Records for this exercise START

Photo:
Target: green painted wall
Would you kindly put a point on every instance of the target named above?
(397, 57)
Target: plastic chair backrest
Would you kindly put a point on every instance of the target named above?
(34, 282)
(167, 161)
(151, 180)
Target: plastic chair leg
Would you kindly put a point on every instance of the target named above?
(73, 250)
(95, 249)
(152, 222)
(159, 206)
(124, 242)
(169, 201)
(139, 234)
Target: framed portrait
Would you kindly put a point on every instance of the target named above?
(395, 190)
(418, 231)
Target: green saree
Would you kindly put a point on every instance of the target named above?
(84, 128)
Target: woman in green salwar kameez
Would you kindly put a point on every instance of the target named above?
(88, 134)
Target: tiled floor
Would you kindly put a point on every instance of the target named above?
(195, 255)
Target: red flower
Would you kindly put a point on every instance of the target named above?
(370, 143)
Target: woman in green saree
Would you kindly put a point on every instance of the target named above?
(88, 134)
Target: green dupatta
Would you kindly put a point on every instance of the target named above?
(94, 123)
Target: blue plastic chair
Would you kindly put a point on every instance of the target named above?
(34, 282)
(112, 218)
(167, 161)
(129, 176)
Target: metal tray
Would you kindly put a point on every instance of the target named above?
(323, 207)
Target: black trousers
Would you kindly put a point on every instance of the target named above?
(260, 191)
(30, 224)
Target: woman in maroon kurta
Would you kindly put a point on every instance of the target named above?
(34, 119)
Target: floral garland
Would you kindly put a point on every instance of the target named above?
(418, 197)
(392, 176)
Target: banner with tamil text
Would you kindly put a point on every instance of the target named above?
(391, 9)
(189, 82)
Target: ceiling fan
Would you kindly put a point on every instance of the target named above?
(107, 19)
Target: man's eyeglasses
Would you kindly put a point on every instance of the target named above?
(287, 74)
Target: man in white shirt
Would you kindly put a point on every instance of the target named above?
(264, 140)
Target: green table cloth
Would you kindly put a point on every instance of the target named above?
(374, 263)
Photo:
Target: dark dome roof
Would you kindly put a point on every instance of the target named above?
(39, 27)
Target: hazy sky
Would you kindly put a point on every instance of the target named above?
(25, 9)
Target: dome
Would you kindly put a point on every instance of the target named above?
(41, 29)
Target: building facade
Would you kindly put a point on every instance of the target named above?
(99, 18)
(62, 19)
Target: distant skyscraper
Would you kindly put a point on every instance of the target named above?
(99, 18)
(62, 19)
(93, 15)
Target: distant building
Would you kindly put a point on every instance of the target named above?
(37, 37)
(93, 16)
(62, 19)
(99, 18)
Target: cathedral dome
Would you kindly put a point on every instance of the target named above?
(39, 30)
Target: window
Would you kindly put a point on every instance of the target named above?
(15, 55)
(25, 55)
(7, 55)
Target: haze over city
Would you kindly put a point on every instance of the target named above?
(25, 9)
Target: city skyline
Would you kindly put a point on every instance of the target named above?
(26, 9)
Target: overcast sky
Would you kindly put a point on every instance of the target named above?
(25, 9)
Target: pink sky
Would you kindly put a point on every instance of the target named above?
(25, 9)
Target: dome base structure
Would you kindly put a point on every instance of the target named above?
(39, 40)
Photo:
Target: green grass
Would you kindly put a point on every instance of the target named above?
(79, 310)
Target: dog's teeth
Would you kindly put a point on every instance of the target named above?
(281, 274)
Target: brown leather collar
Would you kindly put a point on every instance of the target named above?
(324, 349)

Records for this exercise END

### What you are asked to do
Output the entries exactly. Leave nothing out.

### Task response
Photo:
Target: green painted wall
Would you kindly put a point on every instance of the target named above?
(397, 57)
Target: plastic chair backrest
Would you kindly put a point on every instance of the target named above?
(34, 282)
(167, 161)
(151, 180)
Target: plastic chair leg
Would you kindly put a point on every instance of the target named above?
(73, 250)
(95, 249)
(152, 222)
(159, 206)
(124, 242)
(169, 201)
(139, 234)
Target: framed portrait
Would you kindly put a point on every instance of the target named above?
(395, 190)
(418, 231)
Target: green saree
Would you kindly put a point on every instance of the target named above?
(84, 128)
Target: woman in green salwar kameez
Would you kindly put a point on every instance of the target named above?
(88, 134)
Target: tiled floor
Would you kindly put a point on every instance of the target named above?
(195, 255)
Target: red flower
Would you kindly put a point on every instance of the target named above?
(370, 143)
Target: woman in green saree
Would you kindly put a point on every instance of the target named above?
(88, 134)
Target: green dupatta
Would you kindly put a point on every instance of the target named above?
(94, 123)
Target: blue plastic chair
Would you kindly put a point on every instance of the target named above?
(34, 282)
(112, 218)
(167, 161)
(129, 176)
Target: metal tray
Would you kindly put a point on every instance of the target named above?
(323, 207)
Target: black trousers
Would you kindly put a point on every instance of the target named above?
(260, 191)
(30, 224)
Target: woman in maroon kurta
Would you kindly put a point on every instance of the target named above?
(34, 119)
Target: floral garland
Would you kindly put a point on every instance of the target named above?
(418, 197)
(392, 176)
Target: banner with tamil text
Would you kindly put a point on every instance of the target named above?
(391, 9)
(189, 82)
Target: ceiling fan
Would you kindly put a point on every instance of the target named above?
(107, 19)
Target: man's eyeglasses
Would you kindly put a point on every instance of the target named above?
(287, 74)
Target: man in white shirt
Would you kindly put a point on every instance of the target named above?
(264, 140)
Target: green table cloth
Would you kindly put a point on every instance of the target named above?
(374, 263)
Photo:
Target: dark dome roof
Would you kindly put a point on every instance of the target named above?
(39, 27)
Target: hazy sky
Would you kindly put a point on every instance of the target named above?
(25, 9)
Target: dome
Would you kindly put a point on every instance of the target named above?
(41, 29)
Target: building facade
Would you kindly put a point on every instance of the target named above?
(99, 18)
(62, 19)
Target: distant skyscraper
Would you kindly put a point on every instance of the target named above?
(99, 18)
(62, 19)
(93, 15)
Target: distant building
Would you kindly put a point on every instance of the target named above?
(37, 37)
(93, 16)
(62, 19)
(99, 18)
Target: cathedral dome
Would you kindly put a point on every instance of the target named above?
(39, 30)
Target: window
Would you kindly put a point on every instance of the target named above?
(15, 55)
(25, 55)
(7, 55)
Target: haze over city
Would you kindly put a point on every instance of the target named above?
(25, 9)
Target: city skyline
Would you kindly put a point on every instance of the target named above?
(26, 9)
Target: overcast sky
Would you kindly put a point on every instance of the target named above?
(25, 9)
Target: pink sky
Would you kindly put a point on every instance of the target named above?
(25, 9)
Target: dome base structure
Would you kindly put a point on every instance of the target named above?
(39, 40)
Photo:
Target: green grass
Would you kindly put a point on every instance of the target named above?
(79, 310)
Target: dog's teeth
Would you kindly put a point on every instance of the target named above?
(281, 274)
Target: brown leather collar
Would you kindly put a point on every instance of the target named above?
(324, 349)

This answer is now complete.